== What is expected ==
Update the material below so that "pedestrian" becomes "person" and every other character stays the same.

== Records ==
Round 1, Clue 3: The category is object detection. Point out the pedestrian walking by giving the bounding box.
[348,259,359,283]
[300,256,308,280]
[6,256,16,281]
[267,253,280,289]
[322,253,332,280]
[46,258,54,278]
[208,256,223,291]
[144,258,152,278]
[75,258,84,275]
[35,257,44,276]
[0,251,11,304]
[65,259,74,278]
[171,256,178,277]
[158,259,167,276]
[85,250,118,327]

== Result below ==
Round 1, Clue 3: The category is object detection. Point out the person walking by giving the bounding box.
[348,259,359,283]
[300,256,308,280]
[6,256,16,281]
[267,253,280,289]
[322,253,332,280]
[46,258,54,278]
[208,256,223,291]
[144,258,152,278]
[75,258,84,275]
[35,257,44,276]
[0,251,11,304]
[65,259,74,278]
[171,256,178,277]
[158,259,167,276]
[85,250,118,327]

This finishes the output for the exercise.